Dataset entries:
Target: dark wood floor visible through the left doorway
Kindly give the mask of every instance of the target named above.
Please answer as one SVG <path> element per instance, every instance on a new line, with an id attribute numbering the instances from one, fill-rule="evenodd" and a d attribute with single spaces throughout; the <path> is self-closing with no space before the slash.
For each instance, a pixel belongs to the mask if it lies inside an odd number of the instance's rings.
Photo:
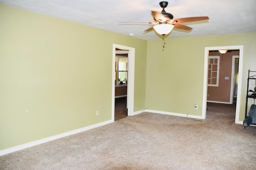
<path id="1" fill-rule="evenodd" d="M 127 97 L 115 99 L 115 121 L 127 117 L 126 100 Z"/>

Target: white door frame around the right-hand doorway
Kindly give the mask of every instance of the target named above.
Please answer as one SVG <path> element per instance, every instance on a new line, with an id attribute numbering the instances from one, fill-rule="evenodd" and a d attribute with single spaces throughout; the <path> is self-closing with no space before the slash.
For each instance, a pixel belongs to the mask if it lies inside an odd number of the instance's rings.
<path id="1" fill-rule="evenodd" d="M 205 47 L 204 48 L 204 84 L 203 84 L 203 100 L 202 100 L 202 119 L 206 118 L 206 104 L 207 104 L 207 76 L 208 76 L 208 56 L 209 51 L 215 50 L 239 50 L 239 66 L 238 66 L 238 86 L 237 86 L 237 98 L 236 98 L 236 119 L 235 123 L 239 123 L 239 111 L 241 103 L 241 86 L 242 86 L 242 66 L 244 46 L 220 46 L 220 47 Z"/>

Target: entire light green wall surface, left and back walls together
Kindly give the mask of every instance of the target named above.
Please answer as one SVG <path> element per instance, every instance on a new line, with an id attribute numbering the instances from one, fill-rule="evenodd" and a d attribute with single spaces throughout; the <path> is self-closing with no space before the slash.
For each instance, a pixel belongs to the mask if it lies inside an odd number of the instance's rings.
<path id="1" fill-rule="evenodd" d="M 113 43 L 136 51 L 134 111 L 200 116 L 204 47 L 244 45 L 242 96 L 248 69 L 256 70 L 256 33 L 166 39 L 162 51 L 161 39 L 147 42 L 3 4 L 0 24 L 0 150 L 110 120 Z M 242 97 L 240 121 L 244 107 Z"/>

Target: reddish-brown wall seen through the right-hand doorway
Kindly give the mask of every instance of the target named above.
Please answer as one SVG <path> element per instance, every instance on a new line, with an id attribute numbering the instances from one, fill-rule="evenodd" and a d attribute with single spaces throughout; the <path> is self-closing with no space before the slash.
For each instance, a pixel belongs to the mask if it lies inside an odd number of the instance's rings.
<path id="1" fill-rule="evenodd" d="M 230 88 L 231 88 L 231 70 L 232 70 L 232 56 L 239 55 L 239 51 L 232 51 L 223 55 L 219 52 L 211 52 L 209 56 L 220 56 L 220 73 L 219 73 L 219 86 L 208 86 L 207 100 L 215 102 L 230 102 Z M 229 80 L 225 80 L 229 77 Z"/>

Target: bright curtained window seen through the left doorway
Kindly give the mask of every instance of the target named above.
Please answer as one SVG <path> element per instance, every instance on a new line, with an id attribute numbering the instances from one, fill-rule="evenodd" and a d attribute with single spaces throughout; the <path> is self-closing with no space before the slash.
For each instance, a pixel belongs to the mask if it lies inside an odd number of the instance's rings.
<path id="1" fill-rule="evenodd" d="M 116 69 L 115 69 L 116 80 L 117 78 L 119 78 L 121 81 L 124 81 L 124 79 L 127 80 L 127 74 L 128 74 L 127 63 L 128 63 L 128 57 L 116 56 Z"/>

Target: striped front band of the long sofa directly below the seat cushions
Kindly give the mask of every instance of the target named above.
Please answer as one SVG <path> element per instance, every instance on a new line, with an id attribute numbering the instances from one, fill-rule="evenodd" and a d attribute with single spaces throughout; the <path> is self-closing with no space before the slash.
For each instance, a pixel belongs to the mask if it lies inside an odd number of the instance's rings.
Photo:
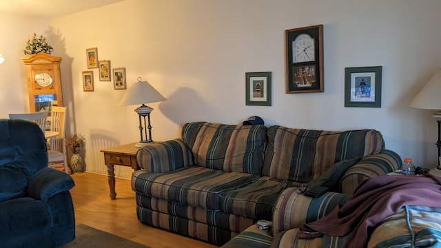
<path id="1" fill-rule="evenodd" d="M 235 232 L 243 231 L 254 223 L 254 219 L 252 218 L 227 214 L 223 211 L 190 207 L 139 193 L 136 193 L 136 206 L 140 209 L 152 209 L 153 211 L 163 214 L 173 213 L 174 216 Z"/>

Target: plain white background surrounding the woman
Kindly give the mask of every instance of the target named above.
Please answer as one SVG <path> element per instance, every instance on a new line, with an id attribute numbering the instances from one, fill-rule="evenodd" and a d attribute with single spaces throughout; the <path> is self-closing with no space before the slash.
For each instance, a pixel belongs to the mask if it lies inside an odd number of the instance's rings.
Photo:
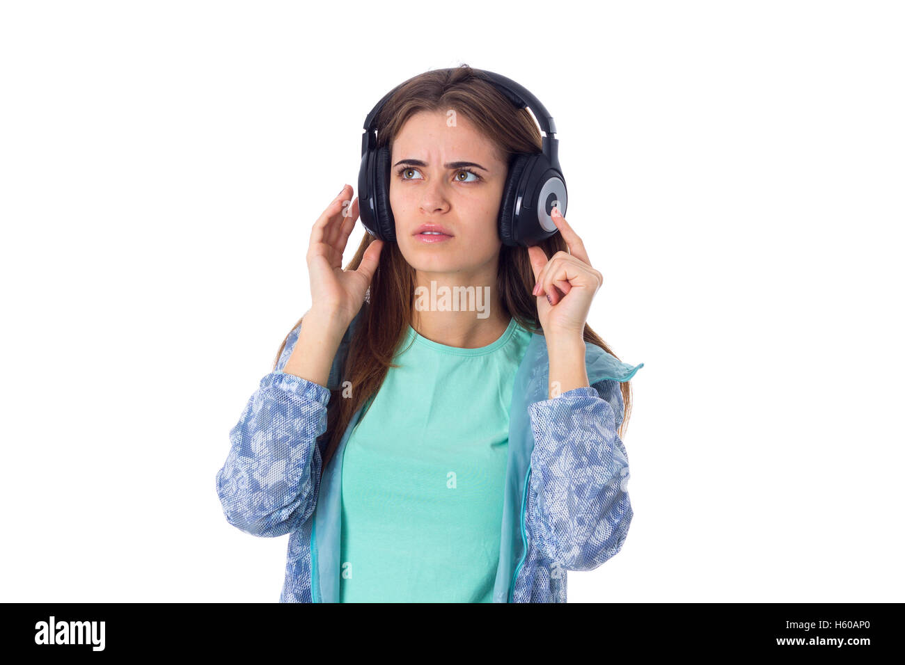
<path id="1" fill-rule="evenodd" d="M 276 602 L 228 432 L 310 307 L 311 223 L 397 83 L 556 119 L 635 512 L 569 602 L 902 601 L 902 8 L 0 5 L 0 600 Z M 357 194 L 357 192 L 356 192 Z M 348 261 L 362 236 L 349 240 Z"/>

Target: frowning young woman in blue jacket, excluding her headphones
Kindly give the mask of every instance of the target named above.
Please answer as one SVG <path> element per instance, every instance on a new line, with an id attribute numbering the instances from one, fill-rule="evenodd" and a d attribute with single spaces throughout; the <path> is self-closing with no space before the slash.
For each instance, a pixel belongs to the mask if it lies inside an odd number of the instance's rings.
<path id="1" fill-rule="evenodd" d="M 554 234 L 501 242 L 510 168 L 542 139 L 480 72 L 386 98 L 395 238 L 366 233 L 343 269 L 340 190 L 311 231 L 311 309 L 230 432 L 217 493 L 233 526 L 291 534 L 283 603 L 565 603 L 566 571 L 627 535 L 643 364 L 586 325 L 601 273 L 555 207 Z"/>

## Task prompt
Go through the data and count each line that has the word "left", then give the total alone.

## Answer area
3